PROVIDED RECORDS —
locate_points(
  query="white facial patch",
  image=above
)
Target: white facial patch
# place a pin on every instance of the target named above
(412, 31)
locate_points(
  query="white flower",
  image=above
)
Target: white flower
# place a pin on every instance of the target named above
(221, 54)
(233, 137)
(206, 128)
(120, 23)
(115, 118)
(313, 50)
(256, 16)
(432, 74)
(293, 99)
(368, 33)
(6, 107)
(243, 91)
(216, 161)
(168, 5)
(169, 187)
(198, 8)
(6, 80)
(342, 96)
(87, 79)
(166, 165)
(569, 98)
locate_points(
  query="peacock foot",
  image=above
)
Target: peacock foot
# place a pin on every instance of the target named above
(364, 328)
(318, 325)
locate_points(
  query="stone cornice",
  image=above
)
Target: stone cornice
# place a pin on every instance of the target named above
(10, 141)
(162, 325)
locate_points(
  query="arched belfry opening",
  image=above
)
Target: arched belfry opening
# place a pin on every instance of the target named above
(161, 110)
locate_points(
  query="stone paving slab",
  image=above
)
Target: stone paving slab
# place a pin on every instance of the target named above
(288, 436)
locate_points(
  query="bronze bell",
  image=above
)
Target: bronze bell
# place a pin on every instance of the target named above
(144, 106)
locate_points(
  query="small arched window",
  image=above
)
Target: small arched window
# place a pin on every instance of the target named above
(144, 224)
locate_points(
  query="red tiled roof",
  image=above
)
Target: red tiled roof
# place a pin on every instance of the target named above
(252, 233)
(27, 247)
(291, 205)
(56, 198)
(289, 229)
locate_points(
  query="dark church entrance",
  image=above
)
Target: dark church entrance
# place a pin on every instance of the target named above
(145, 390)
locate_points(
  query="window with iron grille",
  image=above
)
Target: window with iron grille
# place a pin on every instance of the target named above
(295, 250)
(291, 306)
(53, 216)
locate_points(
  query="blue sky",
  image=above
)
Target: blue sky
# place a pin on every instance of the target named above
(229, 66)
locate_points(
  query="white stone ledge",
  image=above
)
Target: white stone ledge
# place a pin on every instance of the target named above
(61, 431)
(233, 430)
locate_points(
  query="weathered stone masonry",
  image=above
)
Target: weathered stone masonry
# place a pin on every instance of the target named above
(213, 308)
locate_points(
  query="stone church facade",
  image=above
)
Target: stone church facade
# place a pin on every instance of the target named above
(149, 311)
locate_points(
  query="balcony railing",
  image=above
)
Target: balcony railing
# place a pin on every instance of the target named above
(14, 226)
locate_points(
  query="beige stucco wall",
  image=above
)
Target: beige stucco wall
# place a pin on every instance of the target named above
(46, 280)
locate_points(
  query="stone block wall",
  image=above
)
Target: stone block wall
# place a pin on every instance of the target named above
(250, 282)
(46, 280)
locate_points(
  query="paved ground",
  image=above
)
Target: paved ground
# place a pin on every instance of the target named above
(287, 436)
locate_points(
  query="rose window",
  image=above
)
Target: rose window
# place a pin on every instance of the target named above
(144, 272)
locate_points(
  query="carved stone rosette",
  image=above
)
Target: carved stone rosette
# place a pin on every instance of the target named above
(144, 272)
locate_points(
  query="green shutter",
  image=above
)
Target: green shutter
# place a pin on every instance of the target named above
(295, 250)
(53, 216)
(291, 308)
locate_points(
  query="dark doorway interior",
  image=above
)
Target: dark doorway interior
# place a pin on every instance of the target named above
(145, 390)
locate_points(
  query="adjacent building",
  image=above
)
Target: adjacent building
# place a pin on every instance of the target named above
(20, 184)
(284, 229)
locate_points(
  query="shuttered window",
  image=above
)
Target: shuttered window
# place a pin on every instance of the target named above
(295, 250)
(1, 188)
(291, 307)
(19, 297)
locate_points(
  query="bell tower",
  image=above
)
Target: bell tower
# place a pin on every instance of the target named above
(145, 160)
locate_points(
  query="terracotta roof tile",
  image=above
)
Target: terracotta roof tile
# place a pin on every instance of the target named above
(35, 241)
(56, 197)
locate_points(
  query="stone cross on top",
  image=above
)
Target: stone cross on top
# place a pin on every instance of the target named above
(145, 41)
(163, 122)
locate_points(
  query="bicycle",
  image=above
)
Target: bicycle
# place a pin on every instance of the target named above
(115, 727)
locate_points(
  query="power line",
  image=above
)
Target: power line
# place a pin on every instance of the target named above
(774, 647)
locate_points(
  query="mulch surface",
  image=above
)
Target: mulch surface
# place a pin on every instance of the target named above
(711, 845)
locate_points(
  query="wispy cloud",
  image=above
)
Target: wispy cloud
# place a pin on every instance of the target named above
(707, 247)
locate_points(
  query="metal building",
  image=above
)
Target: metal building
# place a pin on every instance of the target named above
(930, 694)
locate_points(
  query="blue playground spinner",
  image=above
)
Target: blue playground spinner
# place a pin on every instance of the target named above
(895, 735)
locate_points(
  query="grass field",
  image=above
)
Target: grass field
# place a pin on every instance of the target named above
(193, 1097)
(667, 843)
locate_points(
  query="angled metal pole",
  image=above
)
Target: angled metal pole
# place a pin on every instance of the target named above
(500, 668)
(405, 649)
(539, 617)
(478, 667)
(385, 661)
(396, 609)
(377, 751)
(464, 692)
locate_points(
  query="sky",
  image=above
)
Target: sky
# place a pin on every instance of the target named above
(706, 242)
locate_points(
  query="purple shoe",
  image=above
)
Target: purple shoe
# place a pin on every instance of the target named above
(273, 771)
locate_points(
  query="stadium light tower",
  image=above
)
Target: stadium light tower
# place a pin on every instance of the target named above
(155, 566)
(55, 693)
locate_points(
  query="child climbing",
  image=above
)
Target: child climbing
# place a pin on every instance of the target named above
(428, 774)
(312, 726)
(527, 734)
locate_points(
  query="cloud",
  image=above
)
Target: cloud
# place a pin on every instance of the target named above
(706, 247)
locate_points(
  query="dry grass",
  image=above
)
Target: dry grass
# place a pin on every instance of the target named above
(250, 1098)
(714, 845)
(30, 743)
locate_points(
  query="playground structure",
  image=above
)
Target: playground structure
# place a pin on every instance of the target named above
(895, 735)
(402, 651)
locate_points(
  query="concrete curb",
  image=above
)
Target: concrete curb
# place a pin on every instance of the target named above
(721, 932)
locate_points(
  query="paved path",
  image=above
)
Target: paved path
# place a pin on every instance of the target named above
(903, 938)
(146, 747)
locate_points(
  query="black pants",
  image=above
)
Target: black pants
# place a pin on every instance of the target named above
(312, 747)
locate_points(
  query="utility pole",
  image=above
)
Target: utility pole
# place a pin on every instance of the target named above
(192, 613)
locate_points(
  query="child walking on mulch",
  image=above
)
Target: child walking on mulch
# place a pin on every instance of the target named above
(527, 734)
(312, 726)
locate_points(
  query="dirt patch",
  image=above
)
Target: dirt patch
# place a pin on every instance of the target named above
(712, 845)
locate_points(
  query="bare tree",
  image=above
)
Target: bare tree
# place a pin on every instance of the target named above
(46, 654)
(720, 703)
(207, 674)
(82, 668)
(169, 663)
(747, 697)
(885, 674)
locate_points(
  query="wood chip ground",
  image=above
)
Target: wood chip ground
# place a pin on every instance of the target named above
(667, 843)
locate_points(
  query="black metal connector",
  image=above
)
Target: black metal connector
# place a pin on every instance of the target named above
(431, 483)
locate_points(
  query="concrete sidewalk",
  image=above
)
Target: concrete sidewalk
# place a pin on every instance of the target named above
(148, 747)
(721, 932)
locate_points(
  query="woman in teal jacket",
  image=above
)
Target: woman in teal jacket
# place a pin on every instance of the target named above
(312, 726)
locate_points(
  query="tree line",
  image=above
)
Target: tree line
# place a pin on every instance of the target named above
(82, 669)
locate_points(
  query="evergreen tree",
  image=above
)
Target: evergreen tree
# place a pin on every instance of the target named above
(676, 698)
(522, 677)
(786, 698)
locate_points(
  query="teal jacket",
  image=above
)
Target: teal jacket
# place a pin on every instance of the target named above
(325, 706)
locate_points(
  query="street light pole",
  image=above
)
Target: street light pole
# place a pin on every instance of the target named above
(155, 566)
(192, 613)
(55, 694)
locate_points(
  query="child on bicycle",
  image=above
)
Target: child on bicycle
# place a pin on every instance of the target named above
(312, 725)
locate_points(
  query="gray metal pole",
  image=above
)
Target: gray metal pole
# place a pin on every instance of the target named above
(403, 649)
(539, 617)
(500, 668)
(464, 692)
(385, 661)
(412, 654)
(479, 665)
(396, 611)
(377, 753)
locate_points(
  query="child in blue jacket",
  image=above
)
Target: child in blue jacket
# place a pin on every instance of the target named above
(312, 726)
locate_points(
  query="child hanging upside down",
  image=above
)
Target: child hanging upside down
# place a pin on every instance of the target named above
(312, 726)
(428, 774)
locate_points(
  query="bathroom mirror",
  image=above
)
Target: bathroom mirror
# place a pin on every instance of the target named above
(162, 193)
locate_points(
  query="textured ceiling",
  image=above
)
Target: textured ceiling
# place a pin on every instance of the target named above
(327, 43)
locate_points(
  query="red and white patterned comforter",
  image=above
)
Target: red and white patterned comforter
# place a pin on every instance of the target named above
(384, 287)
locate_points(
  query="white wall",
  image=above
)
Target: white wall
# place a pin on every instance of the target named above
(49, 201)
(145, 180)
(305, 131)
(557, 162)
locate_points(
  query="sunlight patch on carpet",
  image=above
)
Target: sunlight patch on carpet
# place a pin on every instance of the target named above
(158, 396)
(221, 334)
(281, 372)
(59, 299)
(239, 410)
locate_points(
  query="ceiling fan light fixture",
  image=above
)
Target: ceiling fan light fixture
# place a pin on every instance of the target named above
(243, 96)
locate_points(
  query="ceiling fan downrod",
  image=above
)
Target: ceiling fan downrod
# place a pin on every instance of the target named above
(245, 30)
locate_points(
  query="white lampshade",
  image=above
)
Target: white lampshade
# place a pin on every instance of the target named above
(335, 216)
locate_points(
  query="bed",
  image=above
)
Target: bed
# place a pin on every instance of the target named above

THE REQUEST —
Please find each line in the entries above that contains the word "opening" and copy those lines out in full.

CORRECT RESULT —
  query="arched belfry opening",
Target: arched belfry opening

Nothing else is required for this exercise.